• COMPLETE THE FOLLOWING:
A - Return the passage of the film review that runs from "If Affleck’s upcoming" to "with a cowl.", copied word for word.
B - Rewrite the records as a Markdown table with the columns Row and Line, starting at the beginning of the records and ending at the line with "M256 109L256 1L172", both ends included. Leave out the blank lines.

• DOCUMENT PASSAGE:
----

The Accountant is Ben Affleck’s third Batman movie this year … in a manner of speaking. It’s also the best one, but don’t get too amped about a movie’s ability to clear a bar that was already on the ground.

If Affleck’s upcoming Live by Night (a 1930s gangster film he also directed) is Affleck’s prestige play for 2016, The Accountant is the popcorn. Nothing wrong with that, but this is the stale stuff bagged and resold over the course of a slow week at the theater — a soft, over-salted, lukewarm mix of A Beautiful Mind, Good Will Hunting, The Bourne Identity and John Wick, with none of the flavor profiles.

Don’t be fooled by Affleck stressing this as his respite from superhero cinema. (Side note: For a guy as commercially and critically successful as Affleck, he’s certainly got an apology complex.) He’s maximizing the mileage on his Bat bod, and his face is an inker’s ideal — cleft, chisels and furrows foretelling clouded, crowded thoughts. The only difference in The Accountant? He never covers it with a cowl.

----

• EXCERPTED RECORDS:
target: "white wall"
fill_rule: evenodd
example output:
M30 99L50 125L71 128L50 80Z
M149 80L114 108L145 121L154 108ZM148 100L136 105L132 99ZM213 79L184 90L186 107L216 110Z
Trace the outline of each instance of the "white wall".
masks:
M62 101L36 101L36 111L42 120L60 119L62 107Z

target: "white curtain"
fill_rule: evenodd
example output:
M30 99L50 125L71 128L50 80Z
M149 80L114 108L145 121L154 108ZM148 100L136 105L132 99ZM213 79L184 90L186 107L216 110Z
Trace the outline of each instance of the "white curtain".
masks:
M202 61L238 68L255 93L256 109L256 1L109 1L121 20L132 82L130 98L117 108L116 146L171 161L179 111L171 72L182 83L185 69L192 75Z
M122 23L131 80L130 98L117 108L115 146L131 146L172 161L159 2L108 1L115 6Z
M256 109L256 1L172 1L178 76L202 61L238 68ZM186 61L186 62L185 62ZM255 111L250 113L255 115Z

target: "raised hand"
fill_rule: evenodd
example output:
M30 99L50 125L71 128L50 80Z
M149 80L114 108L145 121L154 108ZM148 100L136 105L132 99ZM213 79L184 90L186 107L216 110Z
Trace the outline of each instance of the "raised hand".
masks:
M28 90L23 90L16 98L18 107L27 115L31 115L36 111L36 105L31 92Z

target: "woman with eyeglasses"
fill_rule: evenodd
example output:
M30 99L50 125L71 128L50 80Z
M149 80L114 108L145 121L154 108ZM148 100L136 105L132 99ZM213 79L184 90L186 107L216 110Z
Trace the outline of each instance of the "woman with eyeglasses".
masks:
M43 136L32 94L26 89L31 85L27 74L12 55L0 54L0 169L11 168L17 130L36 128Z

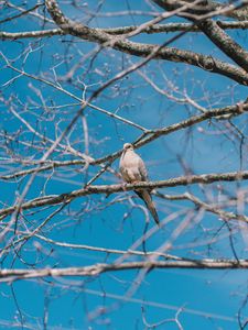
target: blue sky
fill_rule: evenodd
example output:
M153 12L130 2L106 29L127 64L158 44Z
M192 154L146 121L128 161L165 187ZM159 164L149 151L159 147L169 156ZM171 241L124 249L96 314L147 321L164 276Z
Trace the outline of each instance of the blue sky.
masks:
M31 7L33 2L29 2L29 7ZM93 2L91 10L97 6L97 1ZM136 1L129 6L133 10L150 10L144 1ZM106 1L101 10L103 12L121 11L128 10L128 8L126 1L123 3ZM84 22L80 10L72 8L72 6L63 6L63 9L71 18ZM3 15L7 14L10 14L8 9L3 11ZM90 25L110 28L133 24L133 21L138 24L147 19L147 16L130 18L127 15L97 18L91 20ZM39 21L23 18L2 24L1 29L9 32L42 29L37 23ZM245 32L231 33L231 35L240 43L246 41ZM165 35L166 38L170 36L171 34ZM161 43L164 42L164 35L142 35L136 40L143 43ZM226 61L226 57L217 52L203 35L183 36L172 46L211 54ZM23 66L28 47L32 48L32 52ZM63 77L94 47L94 44L71 36L29 38L20 42L1 41L1 52L8 58L14 59L14 67L19 69L24 67L26 73L52 81L54 81L52 68L55 68L58 77ZM67 64L65 64L65 59ZM104 50L98 53L91 66L89 61L86 61L78 67L73 84L62 81L62 85L75 96L80 97L84 88L82 81L87 85L96 84L88 88L89 96L94 88L97 88L107 78L112 77L121 68L128 67L130 62L137 61L138 58L122 55L117 51ZM17 73L6 68L4 65L6 63L1 58L1 95L6 100L11 98L11 105L15 111L40 133L55 139L57 132L69 123L78 110L78 105L73 105L77 101L31 77L19 77L14 81L11 80L11 84L4 85L17 76ZM170 81L176 86L176 90L186 90L187 95L197 99L203 107L224 107L247 97L245 87L238 86L223 76L212 75L182 64L152 62L143 68L143 72L152 77L161 88L170 90L168 82ZM41 91L42 98L39 97L37 91ZM63 105L67 106L55 108ZM176 103L159 95L138 73L133 73L109 87L95 100L95 105L148 129L163 128L198 113L188 105ZM0 169L1 174L7 174L17 168L23 168L22 164L7 162L7 158L12 160L20 155L39 160L43 152L34 147L41 145L40 139L28 132L23 122L21 123L13 116L4 102L2 102L0 111L2 118L0 122L2 139ZM134 128L89 108L86 109L85 117L90 136L89 154L96 158L120 150L125 142L134 141L141 133ZM244 134L246 134L242 120L244 118L237 118L234 123L242 128ZM138 152L149 166L150 177L154 180L184 175L184 166L195 174L238 170L240 167L239 141L233 135L228 136L228 133L225 134L226 130L225 122L204 122L192 130L183 130L160 138ZM21 132L20 138L9 144L9 150L12 150L13 154L8 154L4 147L3 132L14 136L18 131ZM25 143L29 141L33 141L32 146L26 146ZM84 152L80 120L74 127L69 141L73 143L73 147ZM247 160L246 153L244 150L245 161ZM76 158L76 156L55 152L52 158L66 161ZM118 161L112 164L112 168L118 170ZM26 199L78 189L98 169L89 167L87 172L83 172L79 166L71 166L54 173L47 172L39 175L32 184ZM1 180L1 202L12 205L17 197L15 191L21 194L28 179L23 178L20 182L12 180L11 183ZM114 175L104 174L95 184L118 182L120 180ZM219 190L209 188L208 193L217 195L225 189L235 194L236 184L222 184ZM185 187L161 189L161 193L172 195L184 191L186 191ZM191 187L190 191L200 197L204 195L201 187L197 186ZM143 233L144 215L140 208L131 208L128 199L121 201L123 196L133 196L133 194L125 193L109 197L94 195L90 198L78 198L71 204L69 208L56 215L41 234L57 242L128 250ZM136 198L133 200L138 205L142 205ZM182 208L193 209L192 204L185 201L172 202L155 198L155 202L161 220ZM25 226L30 230L36 228L54 210L55 208L48 208L34 210L33 213L26 212ZM129 215L127 219L126 215ZM147 242L147 249L151 251L159 249L170 239L171 233L183 219L184 216L179 216L164 229L158 231ZM197 222L197 217L194 220ZM223 222L217 217L205 212L201 223L193 223L188 227L175 241L170 253L198 258L233 257L229 239L225 238L227 229L223 228L218 232ZM150 228L152 226L151 220ZM24 226L20 224L20 230L23 228ZM246 242L244 242L240 229L235 223L234 230L235 248L240 257L246 257ZM209 243L216 235L219 238L217 242ZM220 239L222 235L224 235L223 239ZM142 250L142 248L139 249ZM114 262L117 257L114 254L108 255L88 250L60 248L33 238L19 251L18 255L17 251L12 249L1 261L1 267L83 266ZM176 310L182 308L179 319L184 329L237 329L237 312L247 294L246 271L153 270L145 276L136 294L123 301L122 297L133 284L137 275L138 272L128 271L107 273L96 278L45 278L1 284L0 327L9 329L11 322L17 322L19 324L17 328L21 328L22 320L30 324L31 329L43 329L44 314L47 311L48 329L144 329L141 311L143 306L145 320L149 323L173 319ZM109 312L94 317L99 308L105 307L110 308ZM242 316L247 315L248 311L245 308ZM174 322L169 322L161 326L161 329L173 330L177 327Z

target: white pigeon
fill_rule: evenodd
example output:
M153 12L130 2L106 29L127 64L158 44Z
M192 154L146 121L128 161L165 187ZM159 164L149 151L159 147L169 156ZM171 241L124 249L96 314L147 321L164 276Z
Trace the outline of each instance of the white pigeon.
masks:
M141 157L134 153L131 143L125 143L123 152L120 157L120 173L123 180L128 184L148 182L148 172ZM159 226L159 216L152 201L151 190L149 188L136 189L136 194L144 201L153 219Z

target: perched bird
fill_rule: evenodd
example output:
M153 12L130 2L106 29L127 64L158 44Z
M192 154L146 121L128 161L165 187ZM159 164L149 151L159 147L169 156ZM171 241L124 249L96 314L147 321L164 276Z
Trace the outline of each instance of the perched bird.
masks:
M134 153L131 143L125 143L123 152L120 157L120 173L123 180L128 184L148 182L148 172L141 157ZM136 189L136 194L144 201L153 219L159 226L159 216L152 201L151 190L149 188Z

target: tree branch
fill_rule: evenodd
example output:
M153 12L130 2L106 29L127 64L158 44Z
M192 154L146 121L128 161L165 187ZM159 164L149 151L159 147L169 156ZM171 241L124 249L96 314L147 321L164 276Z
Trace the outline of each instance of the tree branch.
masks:
M46 0L45 3L54 22L66 34L68 33L89 42L97 42L103 46L112 47L120 52L140 57L148 57L158 48L158 45L130 42L126 38L115 37L101 30L75 23L62 13L55 0ZM224 75L241 85L248 85L248 75L245 70L213 58L212 56L204 56L174 47L163 47L153 55L153 59L154 58L190 64L205 70L211 70L212 73Z
M41 268L41 270L1 270L0 282L13 282L40 277L98 276L107 272L132 271L142 268L190 268L190 270L247 270L248 261L239 260L188 260L127 262L121 264L95 264L84 267Z
M187 186L193 184L204 184L209 185L218 182L236 182L248 179L248 170L244 172L230 172L223 174L202 174L202 175L191 175L191 176L180 176L176 178L171 178L168 180L160 182L149 182L149 183L137 183L137 184L118 184L118 185L100 185L100 186L88 186L83 189L73 190L71 193L65 193L61 195L52 195L32 199L30 201L23 202L21 205L22 210L28 210L32 208L39 208L43 206L54 206L62 202L71 202L73 199L89 196L94 194L114 194L114 193L123 193L130 191L139 188L164 188L164 187L177 187L177 186ZM0 210L0 217L3 219L6 216L13 213L17 210L17 206L12 206L6 209ZM235 215L233 219L241 220L248 222L248 218L242 215Z

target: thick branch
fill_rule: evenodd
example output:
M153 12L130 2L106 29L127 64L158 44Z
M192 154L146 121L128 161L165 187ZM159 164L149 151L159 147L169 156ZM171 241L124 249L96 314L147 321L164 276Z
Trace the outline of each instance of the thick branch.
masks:
M212 118L225 118L227 116L227 118L231 118L233 116L238 116L244 113L245 111L248 110L248 103L238 103L235 106L228 106L225 108L216 108L209 111L204 112L203 114L200 116L193 116L192 118L177 122L175 124L172 124L170 127L165 127L163 129L158 129L158 130L153 130L153 131L148 131L149 135L144 139L142 139L139 143L136 143L136 147L140 147L153 140L157 140L158 138L162 136L162 135L168 135L170 133L180 131L182 129L186 129L190 128L196 123L203 122L207 119L212 119ZM140 139L139 139L140 140ZM117 157L120 156L122 151L118 151L111 155L105 156L103 158L98 158L98 160L94 160L91 157L88 157L88 164L89 165L99 165L106 162L112 162L115 161ZM51 164L44 164L42 165L41 163L39 164L39 168L34 167L34 168L30 168L30 169L24 169L24 170L20 170L20 172L15 172L13 174L10 175L2 175L0 176L0 179L12 179L12 178L18 178L24 175L29 175L32 174L34 172L44 172L44 170L48 170L48 169L54 169L56 167L62 167L62 166L71 166L71 165L83 165L85 164L85 160L74 160L74 161L66 161L66 162L56 162L53 161L51 162Z
M223 30L247 30L248 21L241 22L225 22L225 21L216 21L216 24ZM111 35L122 35L126 33L130 33L137 30L136 25L129 26L120 26L120 28L110 28L110 29L98 29L99 31L106 32ZM191 23L168 23L168 24L154 24L149 26L142 31L142 33L153 34L153 33L162 33L162 32L202 32L198 26L193 25ZM53 35L66 35L66 33L62 29L52 29L52 30L41 30L41 31L23 31L23 32L4 32L0 31L1 40L19 40L19 38L28 38L28 37L46 37Z
M191 3L191 1L186 0L182 3L177 3L176 1L171 0L153 0L164 10L176 10L185 3ZM204 2L204 1L203 1ZM208 1L207 1L208 3ZM218 13L218 6L214 2L209 2L209 4L202 4L200 7L195 6L193 9L187 9L183 15L194 23L204 32L204 34L229 58L231 58L235 63L237 63L241 68L248 72L248 52L246 52L237 42L235 42L228 34L226 34L219 25L211 20L211 19L202 19L205 13ZM226 4L220 6L219 9L225 10ZM227 6L227 9L229 7ZM234 10L230 7L230 10ZM229 12L229 11L228 11ZM187 14L190 14L187 16Z
M193 184L205 184L209 185L218 182L236 182L248 179L248 170L245 172L231 172L224 174L203 174L203 175L191 175L191 176L180 176L176 178L160 180L160 182L150 182L150 183L138 183L138 184L127 184L127 185L100 185L100 186L88 186L83 189L74 190L71 193L65 193L62 195L52 195L41 198L35 198L30 201L23 202L21 206L22 210L28 210L37 207L44 207L48 205L57 205L61 202L71 202L73 199L83 196L89 196L94 194L114 194L130 191L138 188L164 188L164 187L177 187L177 186L187 186ZM6 208L0 210L0 217L4 218L8 215L11 215L15 211L17 206ZM237 215L234 215L234 219L237 219ZM239 215L238 220L247 222L247 217Z
M157 45L130 42L123 37L115 37L103 32L103 30L75 23L62 13L55 0L46 0L45 3L54 22L64 31L64 33L72 34L90 42L97 42L103 46L112 47L123 53L140 57L148 57L158 47ZM245 70L213 58L212 56L180 51L173 47L163 47L154 54L153 58L194 65L202 69L224 75L241 85L248 85L248 75Z
M60 277L60 276L97 276L107 272L131 271L142 268L193 268L193 270L247 270L247 260L191 260L191 261L155 261L128 262L121 264L95 264L84 267L42 268L42 270L1 270L0 282L17 279Z

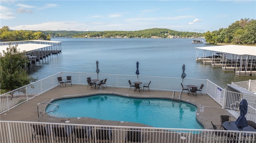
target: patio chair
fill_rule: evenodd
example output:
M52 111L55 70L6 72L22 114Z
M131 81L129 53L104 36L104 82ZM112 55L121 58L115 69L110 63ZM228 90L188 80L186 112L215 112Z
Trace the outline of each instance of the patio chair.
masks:
M107 84L106 83L106 82L107 82L107 80L108 79L108 78L106 78L104 80L104 81L103 81L103 83L102 83L102 85L103 86L103 88L104 88L104 85L106 85L106 87L107 87Z
M218 127L217 127L217 126L220 126L220 125L214 125L213 123L212 123L212 121L211 121L211 122L212 123L212 127L213 127L213 129L214 130L220 130L220 129L218 129ZM226 133L224 132L222 132L222 131L214 131L214 134L215 134L215 135L216 135L217 136L220 136L221 137L224 137L224 136L225 136L227 135ZM212 136L212 135L213 135L214 134L212 133L212 135L211 136L211 137ZM216 142L217 142L217 140L216 140Z
M59 141L67 142L69 135L67 133L68 131L66 131L66 129L64 127L55 126L52 127L55 141L58 142Z
M75 143L84 143L90 138L91 130L90 127L73 129L73 141Z
M129 84L130 84L130 88L129 88L129 90L130 91L130 90L131 89L131 88L132 87L135 87L135 85L134 85L134 84L133 83L132 83L130 80L128 80L128 82L129 82Z
M91 90L92 90L92 88L93 87L93 86L94 86L94 82L90 82L87 80L87 82L88 84L87 84L87 89L88 89L88 87L89 86L91 86Z
M150 81L149 83L145 83L143 84L143 91L144 91L144 88L148 88L148 92L149 92L149 84L151 83L151 81Z
M103 88L103 80L101 80L100 81L100 82L99 82L99 83L98 83L98 84L96 84L96 85L98 86L99 88L100 88L100 86L101 86Z
M59 86L59 84L60 84L60 84L62 84L62 86L63 86L63 84L65 84L65 86L66 86L66 81L65 80L62 79L62 77L58 77L57 78L58 78L58 86Z
M200 87L199 88L197 88L197 91L199 91L199 92L201 92L201 94L202 96L203 94L202 93L202 90L203 89L203 88L204 87L204 85L203 84L201 84L201 86L200 86Z
M135 86L134 86L134 93L135 92L135 91L136 90L139 90L139 92L140 93L140 90L141 90L140 89L141 87L140 86L139 84L134 84Z
M47 132L42 125L31 125L34 129L32 133L32 141L33 139L46 140L47 137Z
M95 129L95 139L96 142L103 143L106 141L107 143L110 142L110 137L112 138L112 129L111 128L101 128Z
M250 120L247 120L246 121L247 121L247 124L248 125L250 125L254 128L254 129L256 129L256 123L255 122ZM256 139L256 134L254 134L254 139ZM255 142L254 143L255 143Z
M131 129L130 131L127 131L124 139L126 143L129 141L141 143L142 140L141 131L139 129Z
M192 87L190 91L190 97L191 97L191 93L193 94L193 96L196 95L196 96L197 98L197 94L196 93L197 91L197 88L196 87Z
M71 84L71 86L72 86L72 80L71 80L71 76L67 76L66 83L70 83Z
M87 78L87 80L90 81L90 82L92 82L92 78L90 77Z
M253 121L247 120L247 124L256 129L256 123Z
M221 123L221 129L223 129L223 124L224 121L228 121L230 118L230 116L228 115L221 115L220 116L220 123Z
M182 87L182 91L181 92L181 93L182 94L182 92L183 92L183 90L187 90L188 91L188 88L184 88L184 87L183 86L183 84L182 84L182 83L181 83L180 84L181 84L181 87Z

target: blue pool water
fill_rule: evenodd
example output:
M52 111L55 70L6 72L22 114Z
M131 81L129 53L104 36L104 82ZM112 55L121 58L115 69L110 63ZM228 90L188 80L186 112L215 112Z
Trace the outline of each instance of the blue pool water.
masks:
M101 94L60 99L52 103L58 105L59 109L48 114L56 117L89 117L158 127L203 129L196 121L196 106L185 102ZM46 111L56 108L49 105Z

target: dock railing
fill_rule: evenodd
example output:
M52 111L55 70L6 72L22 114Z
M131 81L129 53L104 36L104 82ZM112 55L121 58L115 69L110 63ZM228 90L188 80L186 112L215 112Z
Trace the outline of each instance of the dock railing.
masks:
M248 81L232 82L232 84L239 86L252 92L256 92L256 80L250 79Z
M92 143L106 142L104 142L106 140L110 143L128 143L128 137L133 136L138 139L137 142L142 143L250 143L255 141L255 132L224 130L3 121L0 121L0 142L3 143ZM135 131L137 133L134 133ZM220 136L221 133L224 135ZM97 139L103 137L101 139L104 140Z

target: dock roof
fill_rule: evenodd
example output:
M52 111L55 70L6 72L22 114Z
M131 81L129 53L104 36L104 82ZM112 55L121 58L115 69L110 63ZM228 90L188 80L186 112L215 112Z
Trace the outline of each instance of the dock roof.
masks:
M52 42L51 41L51 42ZM12 46L15 46L15 45L11 45ZM19 49L20 52L22 52L24 51L26 52L34 50L37 49L46 47L50 47L52 45L48 44L33 44L33 43L27 43L23 44L18 44L17 47L17 49ZM6 49L9 47L9 45L5 45L2 46L0 46L0 53L3 54L3 51L6 51Z
M237 55L247 55L256 56L256 46L228 45L195 47L195 49L222 52Z

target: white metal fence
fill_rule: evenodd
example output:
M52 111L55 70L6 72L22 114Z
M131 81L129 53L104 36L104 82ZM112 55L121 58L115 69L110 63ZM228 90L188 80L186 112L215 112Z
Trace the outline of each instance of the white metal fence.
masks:
M0 121L0 142L253 142L255 132ZM223 134L222 135L222 134Z
M58 77L62 76L64 79L66 76L72 76L73 84L87 84L87 77L96 78L96 73L74 72L60 72L45 78L22 87L15 90L0 95L1 104L0 113L2 114L10 109L26 102L30 99L42 94L58 85ZM94 78L95 77L95 78ZM129 88L128 80L139 80L143 83L151 81L150 89L152 90L181 92L182 78L163 77L99 74L99 78L103 80L108 78L107 86L109 86ZM254 89L256 85L256 80L248 82L236 82L239 86L246 88ZM249 110L251 112L246 114L248 120L256 121L256 96L237 93L227 91L214 84L208 80L184 78L184 85L193 84L200 86L204 85L202 92L207 94L215 101L221 105L223 108L237 110L239 109L239 103L242 98L246 99L250 105ZM246 87L245 87L246 86ZM252 103L250 104L250 103ZM252 108L250 109L250 108Z
M65 79L66 77L68 76L72 76L73 84L85 85L87 84L87 77L91 77L92 78L94 78L94 77L95 77L95 78L96 78L97 74L89 73L60 72L15 90L2 94L0 96L1 114L4 113L30 98L58 86L58 82L57 80L58 77L62 76ZM130 86L128 80L130 80L132 81L138 80L136 76L99 74L99 78L100 80L106 78L108 78L107 84L108 86L127 88L129 88ZM182 82L181 78L139 76L138 80L143 82L148 82L149 81L151 81L150 89L152 90L181 92L180 83ZM251 83L252 83L251 81ZM202 93L208 94L222 106L223 108L234 110L239 110L239 103L241 99L246 99L249 105L248 113L246 115L246 119L254 122L256 121L256 96L227 91L226 89L220 88L208 80L185 78L183 82L184 85L193 84L200 86L201 84L204 85L202 91ZM232 131L230 132L223 130L218 131L221 132L218 132L218 133L225 133L226 135L224 137L222 136L221 137L219 136L216 136L215 134L216 132L214 132L214 131L216 131L212 130L102 126L96 125L3 121L0 121L0 123L1 128L0 142L1 143L41 143L45 142L45 141L46 141L46 142L49 143L58 142L58 140L56 140L56 135L58 134L58 133L60 133L62 131L65 131L66 132L68 131L68 130L70 131L69 133L72 132L73 133L70 134L71 135L69 135L68 137L67 137L66 135L65 135L66 136L64 137L64 137L64 140L67 143L73 142L74 139L78 139L75 137L75 133L76 132L74 131L73 129L82 129L82 127L85 126L89 127L90 129L97 129L99 127L109 128L109 129L110 128L114 135L112 136L113 138L110 139L112 142L113 143L125 142L126 139L125 139L125 137L128 133L128 131L130 131L131 128L134 128L141 131L140 132L143 135L142 136L142 137L141 137L141 139L146 141L147 142L146 142L147 143L212 143L215 142L216 141L220 143L232 143L234 141L240 141L242 140L246 140L247 141L250 140L250 141L252 141L252 140L255 139L255 135L254 136L251 136L252 134L250 133L253 133L247 132L248 134L245 134L244 132L242 131ZM44 127L44 129L47 128L48 129L48 133L44 134L46 135L42 137L36 136L36 138L39 137L39 139L34 139L34 142L32 142L32 138L33 137L34 137L35 133L32 125L42 125ZM52 127L54 126L66 127L67 125L68 127L69 126L70 127L75 127L72 129L71 128L69 128L68 129L66 129L67 128L65 129L65 128L63 129L61 128L58 130L57 132L54 133L54 130ZM83 131L81 131L82 130L82 129L80 130L80 131L78 131L82 132ZM90 137L87 139L87 141L89 143L95 142L96 138L94 137L99 135L99 134L97 134L95 131L97 130L92 129L90 131L91 131L89 133L90 135L89 135ZM110 131L110 130L109 130L109 131ZM39 132L41 132L41 133L42 133L42 132L43 131L41 131ZM107 131L106 133L107 133ZM88 133L89 132L88 132ZM130 133L133 132L130 131ZM254 133L255 133L255 132ZM100 141L100 142L102 141L102 140Z

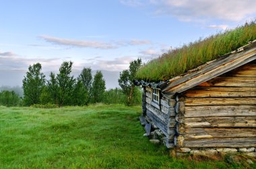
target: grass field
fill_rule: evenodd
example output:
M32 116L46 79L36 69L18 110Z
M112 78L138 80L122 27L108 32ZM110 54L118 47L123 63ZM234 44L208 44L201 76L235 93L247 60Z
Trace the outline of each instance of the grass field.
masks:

----

• ANSWERS TO THE EXERCISES:
A -
If Affleck’s upcoming Live by Night (a 1930s gangster film he also directed) is Affleck’s prestige play for 2016, The Accountant is the popcorn. Nothing wrong with that, but this is the stale stuff bagged and resold over the course of a slow week at the theater — a soft, over-salted, lukewarm mix of A Beautiful Mind, Good Will Hunting, The Bourne Identity and John Wick, with none of the flavor profiles.

Don’t be fooled by Affleck stressing this as his respite from superhero cinema. (Side note: For a guy as commercially and critically successful as Affleck, he’s certainly got an apology complex.) He’s maximizing the mileage on his Bat bod, and his face is an inker’s ideal — cleft, chisels and furrows foretelling clouded, crowded thoughts. The only difference in The Accountant? He never covers it with a cowl.

B -
| Row | Line |
|---|---|
| 1 | target: "white wall" |
| 2 | fill_rule: evenodd |
| 3 | example output: |
| 4 | M30 99L50 125L71 128L50 80Z |
| 5 | M149 80L114 108L145 121L154 108ZM148 100L136 105L132 99ZM213 79L184 90L186 107L216 110Z |
| 6 | Trace the outline of each instance of the "white wall". |
| 7 | masks: |
| 8 | M62 101L36 101L36 111L42 120L60 119L62 107Z |
| 9 | target: "white curtain" |
| 10 | fill_rule: evenodd |
| 11 | example output: |
| 12 | M30 99L50 125L71 128L50 80Z |
| 13 | M149 80L114 108L145 121L154 108ZM148 100L136 105L132 99ZM213 79L184 90L186 107L216 110Z |
| 14 | Trace the outline of each instance of the "white curtain". |
| 15 | masks: |
| 16 | M202 61L238 68L255 93L256 109L256 1L109 1L121 20L132 82L130 98L117 108L116 146L171 161L179 111L171 72L182 83L185 69L192 75Z |
| 17 | M122 23L131 80L130 98L117 108L115 146L131 146L172 161L159 2L108 1L115 6Z |
| 18 | M256 109L256 1L172 1L178 76L202 61L238 68ZM186 61L186 62L185 62ZM255 111L250 113L255 115Z |